Given text:
▬▬▬▬▬▬▬▬▬▬
# The Official Air Suspension WTB/WTT Thread July - September 2010



## dashrendar (May 3, 2004)

This thread is the official and only WTB/WTT thread going on in the Air Suspension forum.
This will help us eliminate all the Want to buy & Want to trade ads through out the forum.*The Rules:*

Only post WTB/WTT stuff here.
Once you've sourced your item delete your post. If you do not know how please ask.
This will start over every three months.
*NO posting replies in here... IM, or e-mail the individual.* Any replies will be deleted immediately w/o any explanation. You may however post your WTB/WTT thread in the normal classified forums and post here with a short description and a link to the thread.
*NO MORE THAN 3 PICTURES* If you have more pictures, please provide links to them
No pics over 640 pixels in height or width.
*DO NOT POST THE SAME WTB/WTT ad MORE THAN ONCE**POSTS VIOLATING THESE RULES WILL BE DELETED WITHOUT NOTICE!*

*NOTE:*
This thread will be restarted every quarter (3 months). 

Q1 January - March
Q2 April - June
Q3 July - September
Q4 October - December


----------



## nap83 (Jun 24, 2007)

*First!!*

Got it. Thanks Will!


----------



## snoop3r (Feb 8, 2009)

done.


----------



## derryo (Apr 16, 2007)

WTB: Autopilot controller and transducers... (I have the brain and all other wiring already)

WTT: Mason tech mkIV rears for Airlift rears


----------



## tuckin15 (Oct 22, 2008)

looking to trade for or buy parts for a mk3 air set up
let me know what you got :thumbup:


----------



## jackripper1984 (Oct 15, 2005)

EVIL mk1 caddy fs/ft for air ride. kick me some cash and your set up.
http://forums.vwvortex.com/showthread.php?4987382-Sick-little-rat-caddy!-take-over-where-I-left-off!


----------



## SLMDB5 (Feb 1, 2010)

WTB: rear bag brackets for re-5s or airhouse 2s


----------



## jeremyz (Apr 19, 2009)

i want to trade my rare stern face 3 piece 17" wheels for a complete mk4 air setup. or almost complete good setup. 

link: http://forums.vwvortex.com/showthread.php?4984646-FS-RARE-stern-face-3-piece



or i have other sets id trade for a complete setup


----------



## molky (Oct 22, 2009)

looking to buy a complete air ride setup


----------



## tomespo (Jul 21, 2008)

Wtb: masontech or bagyard front bags for mk4


----------



## give_it_to_dem (Jan 28, 2005)

*WTB: 5 Gallon Skinny Tank*

WTB: 5 Gallon Skinny Tank.
▬▬▬▬▬▬▬▬▬▬
Complete the following:
a. In the air suspension trading thread, what is the largest height or width allowed for posted pictures?
b. Write the next part of the air suspension trading thread, picking up after its last line.

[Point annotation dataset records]
▬▬▬▬▬▬▬▬▬▬
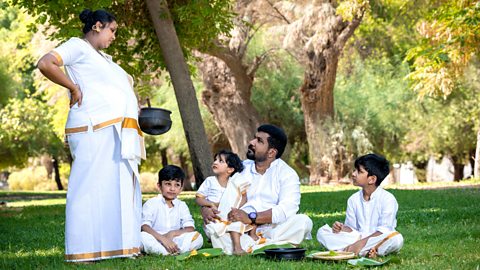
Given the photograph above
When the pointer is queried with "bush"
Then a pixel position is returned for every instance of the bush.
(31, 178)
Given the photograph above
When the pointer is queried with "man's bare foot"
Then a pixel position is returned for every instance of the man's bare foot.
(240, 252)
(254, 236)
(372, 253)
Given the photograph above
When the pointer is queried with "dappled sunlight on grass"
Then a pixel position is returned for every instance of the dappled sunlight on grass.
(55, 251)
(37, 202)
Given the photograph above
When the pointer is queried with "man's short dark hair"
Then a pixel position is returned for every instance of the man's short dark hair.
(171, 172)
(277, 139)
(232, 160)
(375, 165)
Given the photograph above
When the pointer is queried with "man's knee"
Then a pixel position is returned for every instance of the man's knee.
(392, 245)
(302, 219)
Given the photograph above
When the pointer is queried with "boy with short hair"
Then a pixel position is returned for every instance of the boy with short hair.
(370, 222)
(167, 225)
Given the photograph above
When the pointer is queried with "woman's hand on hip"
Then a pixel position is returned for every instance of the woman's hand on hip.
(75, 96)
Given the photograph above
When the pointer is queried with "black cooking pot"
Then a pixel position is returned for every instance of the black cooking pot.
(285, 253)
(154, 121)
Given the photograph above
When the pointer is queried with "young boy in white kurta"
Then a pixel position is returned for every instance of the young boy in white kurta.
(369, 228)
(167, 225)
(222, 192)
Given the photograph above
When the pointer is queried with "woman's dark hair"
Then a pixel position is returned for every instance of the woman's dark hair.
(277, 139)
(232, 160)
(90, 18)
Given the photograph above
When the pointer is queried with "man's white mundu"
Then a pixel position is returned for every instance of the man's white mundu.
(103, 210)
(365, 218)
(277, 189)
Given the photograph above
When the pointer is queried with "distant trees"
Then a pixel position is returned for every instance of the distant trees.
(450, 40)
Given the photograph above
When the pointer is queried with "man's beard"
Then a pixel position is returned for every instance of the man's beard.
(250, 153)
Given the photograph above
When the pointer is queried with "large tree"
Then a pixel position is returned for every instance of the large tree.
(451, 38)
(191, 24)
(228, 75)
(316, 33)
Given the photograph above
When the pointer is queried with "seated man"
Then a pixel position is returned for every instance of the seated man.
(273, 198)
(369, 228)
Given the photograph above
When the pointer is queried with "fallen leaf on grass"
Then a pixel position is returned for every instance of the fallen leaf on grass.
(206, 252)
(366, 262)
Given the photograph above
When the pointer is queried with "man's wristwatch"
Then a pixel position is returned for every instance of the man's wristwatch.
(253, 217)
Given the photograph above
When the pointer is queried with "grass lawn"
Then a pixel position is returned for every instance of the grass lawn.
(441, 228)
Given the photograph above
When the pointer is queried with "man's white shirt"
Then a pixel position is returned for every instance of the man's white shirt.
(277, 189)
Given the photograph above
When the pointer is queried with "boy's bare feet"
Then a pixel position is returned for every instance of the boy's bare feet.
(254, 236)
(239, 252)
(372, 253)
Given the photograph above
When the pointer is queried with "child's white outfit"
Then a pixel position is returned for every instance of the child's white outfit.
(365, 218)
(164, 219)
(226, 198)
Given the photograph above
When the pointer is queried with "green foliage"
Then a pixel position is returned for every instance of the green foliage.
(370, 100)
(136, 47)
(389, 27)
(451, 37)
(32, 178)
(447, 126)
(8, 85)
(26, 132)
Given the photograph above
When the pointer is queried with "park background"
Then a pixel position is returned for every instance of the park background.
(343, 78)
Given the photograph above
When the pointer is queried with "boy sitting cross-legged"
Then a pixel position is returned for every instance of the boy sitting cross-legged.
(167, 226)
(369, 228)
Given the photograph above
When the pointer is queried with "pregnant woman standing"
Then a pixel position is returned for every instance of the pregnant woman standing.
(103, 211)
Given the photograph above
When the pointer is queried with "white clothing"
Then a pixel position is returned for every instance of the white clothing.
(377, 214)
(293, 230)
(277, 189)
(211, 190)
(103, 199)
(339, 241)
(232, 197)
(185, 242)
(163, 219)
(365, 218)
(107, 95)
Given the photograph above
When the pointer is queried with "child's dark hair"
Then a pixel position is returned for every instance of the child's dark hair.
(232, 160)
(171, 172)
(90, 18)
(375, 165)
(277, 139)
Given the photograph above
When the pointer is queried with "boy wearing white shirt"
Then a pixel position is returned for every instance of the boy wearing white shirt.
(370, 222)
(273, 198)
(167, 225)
▬▬▬▬▬▬▬▬▬▬
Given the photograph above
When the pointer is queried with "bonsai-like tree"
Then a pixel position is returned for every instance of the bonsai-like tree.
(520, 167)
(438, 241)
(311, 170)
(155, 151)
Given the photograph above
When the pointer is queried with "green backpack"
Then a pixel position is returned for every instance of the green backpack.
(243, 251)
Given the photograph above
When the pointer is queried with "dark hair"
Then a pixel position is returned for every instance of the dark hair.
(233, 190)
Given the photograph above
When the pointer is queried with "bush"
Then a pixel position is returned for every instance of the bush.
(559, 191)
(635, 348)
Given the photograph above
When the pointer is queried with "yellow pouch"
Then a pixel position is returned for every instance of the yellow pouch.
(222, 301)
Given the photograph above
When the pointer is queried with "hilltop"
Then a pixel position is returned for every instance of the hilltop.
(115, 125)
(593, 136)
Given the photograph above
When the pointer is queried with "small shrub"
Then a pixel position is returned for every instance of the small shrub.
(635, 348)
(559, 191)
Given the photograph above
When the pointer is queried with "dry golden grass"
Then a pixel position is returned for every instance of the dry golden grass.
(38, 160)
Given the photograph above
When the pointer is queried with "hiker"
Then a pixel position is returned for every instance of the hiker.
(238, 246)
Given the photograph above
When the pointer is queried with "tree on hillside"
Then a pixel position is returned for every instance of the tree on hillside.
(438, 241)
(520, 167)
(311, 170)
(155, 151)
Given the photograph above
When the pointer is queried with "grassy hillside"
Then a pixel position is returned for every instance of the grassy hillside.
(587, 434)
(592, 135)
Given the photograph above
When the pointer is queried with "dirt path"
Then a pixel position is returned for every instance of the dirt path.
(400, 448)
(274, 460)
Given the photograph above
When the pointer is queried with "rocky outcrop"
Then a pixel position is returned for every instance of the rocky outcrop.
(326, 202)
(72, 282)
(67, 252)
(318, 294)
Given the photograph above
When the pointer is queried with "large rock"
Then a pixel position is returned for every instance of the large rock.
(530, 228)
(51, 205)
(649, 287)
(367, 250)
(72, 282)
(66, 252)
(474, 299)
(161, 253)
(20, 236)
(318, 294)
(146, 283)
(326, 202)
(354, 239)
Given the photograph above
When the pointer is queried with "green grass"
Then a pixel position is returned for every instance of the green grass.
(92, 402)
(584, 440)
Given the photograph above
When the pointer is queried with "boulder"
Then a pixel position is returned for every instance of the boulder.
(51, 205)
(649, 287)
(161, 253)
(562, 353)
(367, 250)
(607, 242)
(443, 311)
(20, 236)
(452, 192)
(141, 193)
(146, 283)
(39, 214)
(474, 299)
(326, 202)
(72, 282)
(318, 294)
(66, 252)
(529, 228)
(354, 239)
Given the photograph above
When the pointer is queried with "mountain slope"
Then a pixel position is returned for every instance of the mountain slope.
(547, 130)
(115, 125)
▬▬▬▬▬▬▬▬▬▬
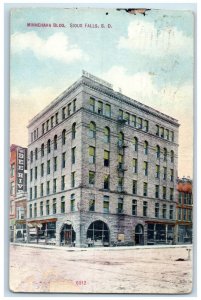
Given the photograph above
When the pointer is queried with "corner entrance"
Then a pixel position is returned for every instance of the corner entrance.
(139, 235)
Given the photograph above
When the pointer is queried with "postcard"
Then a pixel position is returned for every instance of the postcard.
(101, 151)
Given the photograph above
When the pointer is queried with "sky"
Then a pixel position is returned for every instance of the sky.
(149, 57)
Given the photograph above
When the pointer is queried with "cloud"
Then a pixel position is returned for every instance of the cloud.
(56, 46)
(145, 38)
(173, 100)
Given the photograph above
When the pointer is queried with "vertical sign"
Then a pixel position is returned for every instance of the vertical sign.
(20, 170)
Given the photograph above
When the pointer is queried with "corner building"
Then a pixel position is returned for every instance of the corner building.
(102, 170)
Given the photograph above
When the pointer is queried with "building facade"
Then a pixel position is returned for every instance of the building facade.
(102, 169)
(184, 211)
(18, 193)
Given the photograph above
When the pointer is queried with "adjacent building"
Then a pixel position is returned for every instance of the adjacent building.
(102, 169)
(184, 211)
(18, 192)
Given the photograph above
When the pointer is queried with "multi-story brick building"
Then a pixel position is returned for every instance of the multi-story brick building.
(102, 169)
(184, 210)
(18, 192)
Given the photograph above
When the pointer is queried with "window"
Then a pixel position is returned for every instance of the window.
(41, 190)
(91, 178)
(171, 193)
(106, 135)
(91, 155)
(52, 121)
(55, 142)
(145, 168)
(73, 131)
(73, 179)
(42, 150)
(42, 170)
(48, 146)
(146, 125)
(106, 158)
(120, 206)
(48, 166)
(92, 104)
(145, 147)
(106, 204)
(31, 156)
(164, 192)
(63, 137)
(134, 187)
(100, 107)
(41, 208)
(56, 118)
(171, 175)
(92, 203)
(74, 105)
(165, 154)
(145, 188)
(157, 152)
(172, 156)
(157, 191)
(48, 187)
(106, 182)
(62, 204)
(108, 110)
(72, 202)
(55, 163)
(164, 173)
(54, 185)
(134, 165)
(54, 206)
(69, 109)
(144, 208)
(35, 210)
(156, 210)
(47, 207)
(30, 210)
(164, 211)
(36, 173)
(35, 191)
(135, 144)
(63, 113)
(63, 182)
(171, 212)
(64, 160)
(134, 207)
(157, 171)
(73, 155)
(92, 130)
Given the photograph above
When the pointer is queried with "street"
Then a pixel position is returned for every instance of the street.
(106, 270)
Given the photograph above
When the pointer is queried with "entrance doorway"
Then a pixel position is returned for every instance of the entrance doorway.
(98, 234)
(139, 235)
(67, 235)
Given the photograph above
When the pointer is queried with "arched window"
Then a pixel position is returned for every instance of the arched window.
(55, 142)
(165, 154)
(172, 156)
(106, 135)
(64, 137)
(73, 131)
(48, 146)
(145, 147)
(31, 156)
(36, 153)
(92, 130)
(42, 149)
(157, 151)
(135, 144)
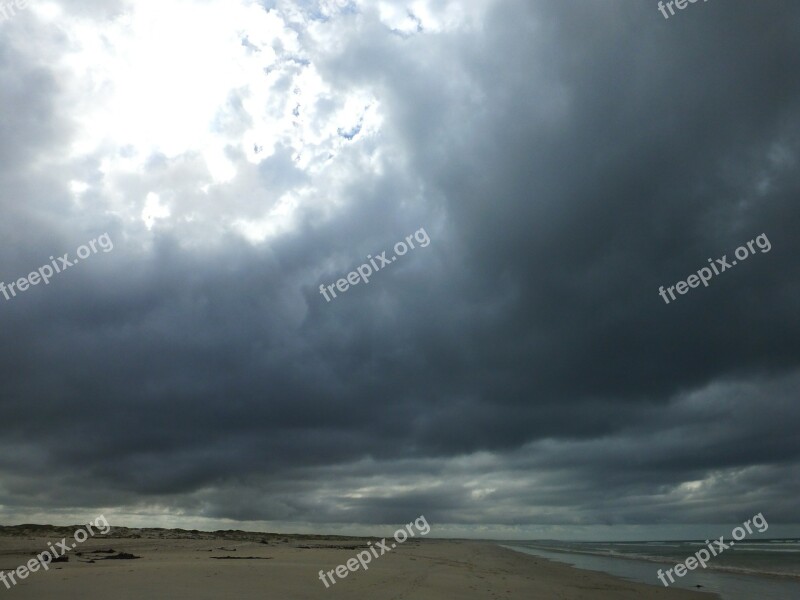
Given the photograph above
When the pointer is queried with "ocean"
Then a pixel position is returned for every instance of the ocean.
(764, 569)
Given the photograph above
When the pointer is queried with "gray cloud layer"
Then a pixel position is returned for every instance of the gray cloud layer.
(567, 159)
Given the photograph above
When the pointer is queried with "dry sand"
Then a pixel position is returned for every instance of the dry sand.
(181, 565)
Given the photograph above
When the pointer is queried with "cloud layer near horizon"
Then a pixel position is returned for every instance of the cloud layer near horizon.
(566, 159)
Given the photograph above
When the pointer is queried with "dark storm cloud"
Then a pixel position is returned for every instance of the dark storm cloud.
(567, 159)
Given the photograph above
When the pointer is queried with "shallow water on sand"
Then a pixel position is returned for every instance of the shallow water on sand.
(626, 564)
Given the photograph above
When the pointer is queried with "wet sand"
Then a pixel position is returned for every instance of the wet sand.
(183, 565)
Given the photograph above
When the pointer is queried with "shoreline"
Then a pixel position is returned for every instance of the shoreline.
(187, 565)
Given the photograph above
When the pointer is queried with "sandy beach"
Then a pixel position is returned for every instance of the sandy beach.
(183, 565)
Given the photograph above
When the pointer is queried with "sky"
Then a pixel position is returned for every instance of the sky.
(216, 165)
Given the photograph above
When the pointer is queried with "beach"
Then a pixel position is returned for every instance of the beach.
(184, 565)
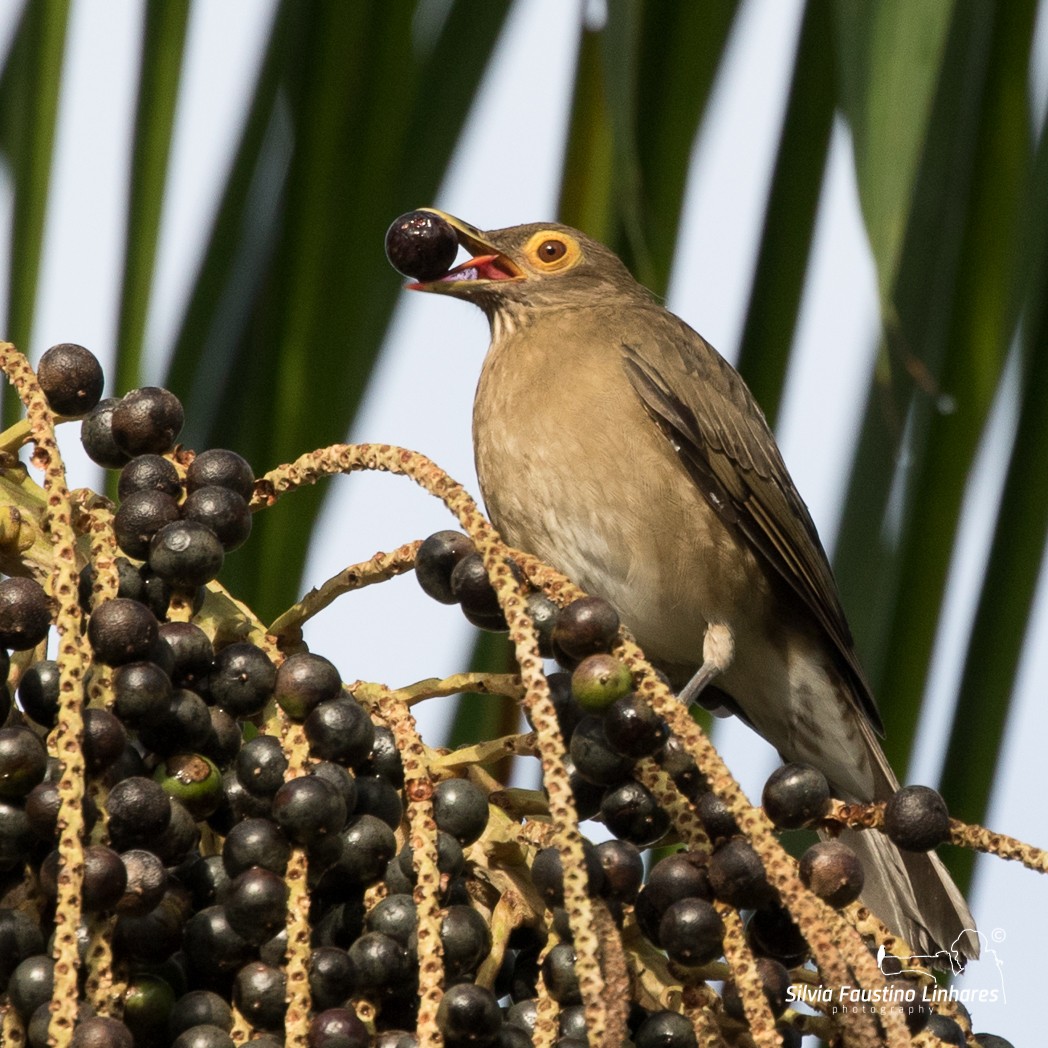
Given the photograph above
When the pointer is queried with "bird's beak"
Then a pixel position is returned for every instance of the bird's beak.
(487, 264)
▬▬▬▬▬▬▬▬▬▬
Answers to the exercises:
a. No more than 640 pixels.

b.
----------



## PGJettaFTW (Jan 28, 2009)

WTB: 400cc compressor ASAP... hit me up and let me know :thumbup:


----------



## Seask (Sep 6, 2009)

*Wtb: Mason tech or bomber bagyard and air management!*

NEED Front air ride mason tech or bomber bagyard hit me upppp


----------



## gtigotbigturbo (Apr 7, 2008)

WTT: Black 7 switch AVS box for at least 3 paddle switches...


----------



## nap83 (Jun 24, 2007)

WTB: *Rear Struts for MKIII*


----------



## Do Werk (Feb 23, 2009)

I need a 400c. I'll take a used one if it's not in bad condition or anything.


----------



## two09diamonds (Jun 11, 2002)

*WTB: Air Bag suspension for B4 Passat*

Like the topic states, im looking for air bag suspension for my 97 B4 passat. It doesnt have to be a full set, if you got just the fronts or just the rear bags thats ok. Let me know what you got. PM me or email me at [email protected]


----------



## gtivrrrs1x (Feb 7, 2007)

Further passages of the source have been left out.